=== Supplied data ===
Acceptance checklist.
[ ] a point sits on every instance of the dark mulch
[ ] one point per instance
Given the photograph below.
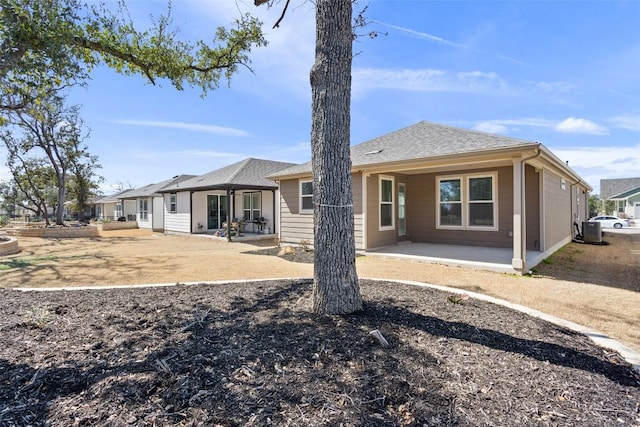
(252, 354)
===
**Set problem**
Copy all the rows above, text included, and scale every point coordinate in the answers by 0.35, rounding to whole numbers with halves rounded up. Leave the pictures out.

**Full response**
Acceptance checklist.
[ ] a point sits on every instance of the dark mulch
[ ] one point per instance
Given the photograph below.
(88, 124)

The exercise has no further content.